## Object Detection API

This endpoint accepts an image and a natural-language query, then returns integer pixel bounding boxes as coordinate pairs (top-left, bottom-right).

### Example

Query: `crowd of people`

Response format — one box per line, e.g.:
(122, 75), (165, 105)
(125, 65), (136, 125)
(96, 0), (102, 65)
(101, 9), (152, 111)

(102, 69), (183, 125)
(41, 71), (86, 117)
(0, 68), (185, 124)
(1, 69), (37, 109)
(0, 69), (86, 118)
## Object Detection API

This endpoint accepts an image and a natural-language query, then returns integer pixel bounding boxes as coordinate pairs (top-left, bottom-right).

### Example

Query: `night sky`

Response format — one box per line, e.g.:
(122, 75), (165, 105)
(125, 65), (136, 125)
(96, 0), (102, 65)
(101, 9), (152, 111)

## Problem statement
Repeat the listing above in full, exactly as given.

## Answer space
## Object Detection API

This endpoint accepts an image and a natural-language query, then returns integer pixel bounding boxes as coordinate pairs (top-left, bottom-right).

### Example

Query: `crowd of people`

Response format — one box per line, e.g.:
(122, 75), (165, 105)
(125, 65), (136, 125)
(96, 0), (102, 65)
(101, 9), (152, 111)

(102, 69), (183, 125)
(41, 71), (86, 117)
(0, 68), (185, 124)
(1, 69), (37, 109)
(0, 69), (86, 118)
## Object Detection API

This endpoint accepts an image and a natural-language query, then returns integer pixel bounding boxes as coordinate pairs (top-left, bottom-right).

### Example

Query: `night sky`

Response format — one box per line, e.g.:
(122, 75), (165, 105)
(125, 65), (136, 125)
(96, 0), (102, 65)
(101, 9), (152, 111)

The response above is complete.